→ CHALLENGE A
Convert the rows that start at the line containing "Task: locate the wooden craft" and end after the line containing "column 73, row 332" into a JSON list of strings with one string per line, leaving out blank lines.

___ SOURCE ___

Wayne's Github Page

A place to learn about statistics

Data visualization

The next task we need to learn is how to plot the data. Data visualization is a powerful technique that often highlights useful patterns in the data. We will specifically try to plot the different trajectory of corn production for different states over the years.

To do this, we will need to learn about

Subsetting

Before, we taught about subsetting vectors using numerical vectors, e.g.

arbitrary_data <- 10:15
print(arbitrary_data[2])
print(arbitrary_data[2:4])

But turns out you can subset using boolean vectors and character vectors. We show some examples below:

arbitrary_data <- 10:15
names(arbitrary_data) <- c("a", "b", "x", "y", "z")
print(arbitrary_data)

# Subsetting with character vectors
print(arbitrary_data['a'])
print(arbitrary_data[c('b', 'x', 'z')])

# Subsetting with boolean vectors
bool_vec <- c(FALSE, TRUE, TRUE, FALSE, TRUE)
print(arbitrary_data[bool_vec])

Things to notice:

Quick note on data types

It is important to know data types in programming because

What are character vectors?

Character vectors are composed of character strings like "a", "hello", c("statistical", "computing"), etc

Characters values can be used to change axis labels, create file names dynamically, or find keywords in job descriptions.

A common function we’ll use with characters is paste0() that combines different characters together.

alphas <- c('a', 'b', 'c')
paste0('file_', alphas, '.csv')

You can also give names to different elements

num_rolls <- 5
coin_tosses <- sample(c(1, 0), num_rolls, replace=TRUE)
names(coin_tosses) <- paste0('toss', 1:num_rolls)
print(coin_tosses)
print(coin_tosses['toss5'])

Exercises

What are boolean vectors?

Boolean values are TRUE or FALSE values.

These are often created as a result of a logical statements like 1 < 2

Boolean values can be used to identify outliers, filter data that belongs to a particular group (e.g. country), or control the flow of code (we’ll explain this later).

When using booleans to subset another vector, only the elements corresponding to the TRUE values will be kept

nums <- 1:5
nums[c(FALSE, FALSE, TRUE, TRUE, TRUE)]

One important feature about boolean values is that they behave like 0 or 1 values when we perform arithmetic with them.

TRUE + FALSE
TRUE * FALSE
FALSE + FALSE
TRUE * 3
sum(c(TRUE, TRUE, FALSE))

Exercises

Vectorized operations with vectors

It is common to operate between a vector and a single value. For example, checking which numbers are larger than a certain value.

nums <- 1:5
larger_than_3 <- nums > 3
print(larger_than_3)

In the code above, nums is a vector of length 5. When compared to 3, a constant, the comparison was carried out between each element in nums and the value 3 as in the following code:

larger_than_3 <- c(1 > 3, 2 > 3, 3 > 3, 4 > 3, 5 > 3)

___ DATASET ___

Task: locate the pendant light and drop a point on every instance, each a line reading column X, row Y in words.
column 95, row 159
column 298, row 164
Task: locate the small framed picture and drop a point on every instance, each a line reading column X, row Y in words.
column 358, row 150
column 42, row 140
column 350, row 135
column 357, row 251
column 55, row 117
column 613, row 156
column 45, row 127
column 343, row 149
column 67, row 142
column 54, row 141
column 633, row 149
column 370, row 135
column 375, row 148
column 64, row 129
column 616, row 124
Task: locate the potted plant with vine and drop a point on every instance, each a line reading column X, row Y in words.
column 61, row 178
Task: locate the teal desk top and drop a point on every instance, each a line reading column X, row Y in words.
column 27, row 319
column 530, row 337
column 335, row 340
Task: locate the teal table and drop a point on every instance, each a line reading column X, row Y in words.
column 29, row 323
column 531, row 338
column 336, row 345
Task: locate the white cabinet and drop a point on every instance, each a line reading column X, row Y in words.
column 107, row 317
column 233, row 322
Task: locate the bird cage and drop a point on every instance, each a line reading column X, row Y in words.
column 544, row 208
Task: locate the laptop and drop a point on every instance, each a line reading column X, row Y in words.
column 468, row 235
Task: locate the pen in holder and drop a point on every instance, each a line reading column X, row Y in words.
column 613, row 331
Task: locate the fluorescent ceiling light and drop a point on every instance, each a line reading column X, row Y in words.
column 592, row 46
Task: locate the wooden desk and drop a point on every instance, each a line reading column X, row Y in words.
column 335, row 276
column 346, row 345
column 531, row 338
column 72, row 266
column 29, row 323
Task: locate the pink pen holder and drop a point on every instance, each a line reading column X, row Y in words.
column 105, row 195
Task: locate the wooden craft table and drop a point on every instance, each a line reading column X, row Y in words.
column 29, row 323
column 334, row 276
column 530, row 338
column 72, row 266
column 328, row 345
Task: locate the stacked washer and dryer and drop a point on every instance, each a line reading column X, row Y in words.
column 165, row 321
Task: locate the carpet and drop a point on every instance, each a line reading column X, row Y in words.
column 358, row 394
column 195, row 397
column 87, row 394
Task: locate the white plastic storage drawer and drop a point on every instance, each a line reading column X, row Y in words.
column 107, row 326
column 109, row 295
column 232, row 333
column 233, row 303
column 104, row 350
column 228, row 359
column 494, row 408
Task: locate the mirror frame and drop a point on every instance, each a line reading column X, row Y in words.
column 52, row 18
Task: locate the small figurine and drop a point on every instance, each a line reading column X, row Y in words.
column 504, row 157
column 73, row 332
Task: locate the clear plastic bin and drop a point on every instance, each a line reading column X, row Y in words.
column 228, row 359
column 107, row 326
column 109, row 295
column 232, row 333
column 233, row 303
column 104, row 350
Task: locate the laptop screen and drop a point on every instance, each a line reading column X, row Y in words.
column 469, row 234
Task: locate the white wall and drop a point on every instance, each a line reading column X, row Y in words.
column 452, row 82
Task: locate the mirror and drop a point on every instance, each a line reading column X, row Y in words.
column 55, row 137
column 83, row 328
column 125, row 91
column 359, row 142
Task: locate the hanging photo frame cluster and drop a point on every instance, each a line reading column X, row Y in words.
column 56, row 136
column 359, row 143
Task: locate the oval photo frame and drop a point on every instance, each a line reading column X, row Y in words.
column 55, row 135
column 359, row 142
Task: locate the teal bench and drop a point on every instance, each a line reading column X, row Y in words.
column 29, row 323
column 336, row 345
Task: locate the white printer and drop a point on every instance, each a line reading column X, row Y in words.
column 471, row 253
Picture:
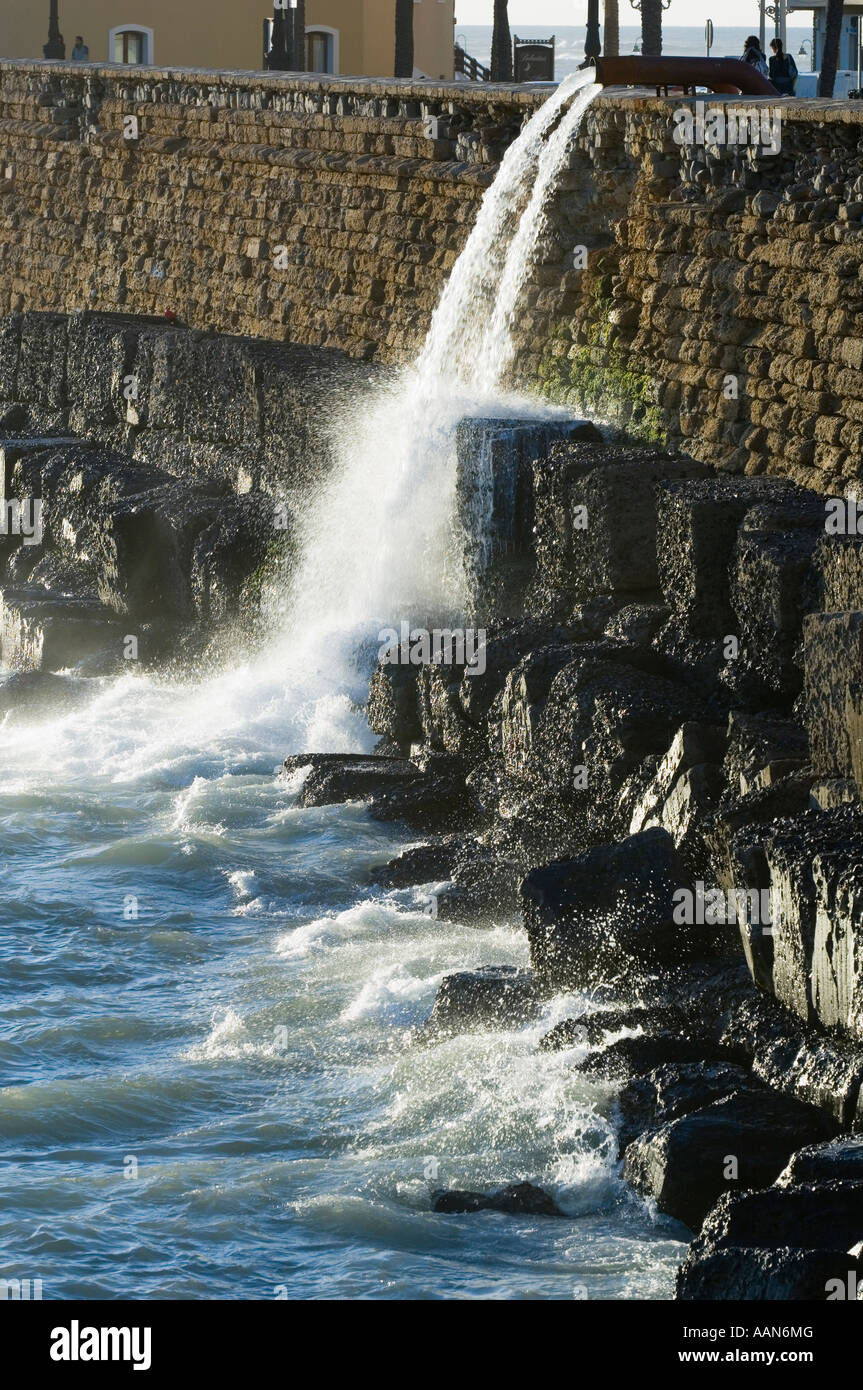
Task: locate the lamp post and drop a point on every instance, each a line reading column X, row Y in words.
column 592, row 46
column 54, row 47
column 278, row 59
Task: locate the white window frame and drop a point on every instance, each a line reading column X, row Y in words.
column 132, row 28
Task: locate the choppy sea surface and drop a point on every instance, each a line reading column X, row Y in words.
column 207, row 1080
column 209, row 1084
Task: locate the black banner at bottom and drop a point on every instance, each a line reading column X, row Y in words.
column 157, row 1339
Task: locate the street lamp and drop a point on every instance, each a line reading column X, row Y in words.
column 592, row 46
column 54, row 47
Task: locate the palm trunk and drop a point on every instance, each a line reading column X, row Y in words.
column 651, row 28
column 502, row 43
column 277, row 59
column 830, row 59
column 405, row 38
column 610, row 29
column 302, row 61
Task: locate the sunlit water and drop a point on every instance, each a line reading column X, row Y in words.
column 209, row 1086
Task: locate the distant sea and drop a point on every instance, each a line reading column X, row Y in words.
column 678, row 41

___

→ CHALLENGE B
Reproduce the passage of the data visualization tutorial from "The next task" through "over the years.", substituting "wheat" for "corn".

→ CORRECT ANSWER A
[
  "Task: locate the wooden craft table and drop a point on every instance, each a line reading column X, row Y in words.",
  "column 29, row 323",
  "column 334, row 276",
  "column 530, row 338",
  "column 72, row 266",
  "column 328, row 345",
  "Task: locate the stacked washer and dryer and drop a point on every instance, each a line reading column X, row Y in words.",
  "column 165, row 321",
  "Task: locate the carpet and drop a point on every instance, each a line reading column X, row Y in words.",
  "column 358, row 394",
  "column 195, row 397",
  "column 87, row 394",
  "Task: locate the white plastic storage drawer and drop a point on every instance, each a line reading column X, row Y in words.",
  "column 107, row 326",
  "column 109, row 295",
  "column 232, row 333",
  "column 233, row 303",
  "column 104, row 350",
  "column 228, row 359",
  "column 494, row 408",
  "Task: locate the mirror frame and drop a point on every instance, each a line reading column X, row Y in words.",
  "column 52, row 18",
  "Task: locate the small figurine and drop a point on every instance, each a line reading column X, row Y in words.",
  "column 504, row 157",
  "column 73, row 332"
]

→ CORRECT ANSWER B
The next task we need to learn is how to plot the data. Data visualization is a powerful technique that often highlights useful patterns in the data. We will specifically try to plot the different trajectory of wheat production for different states over the years.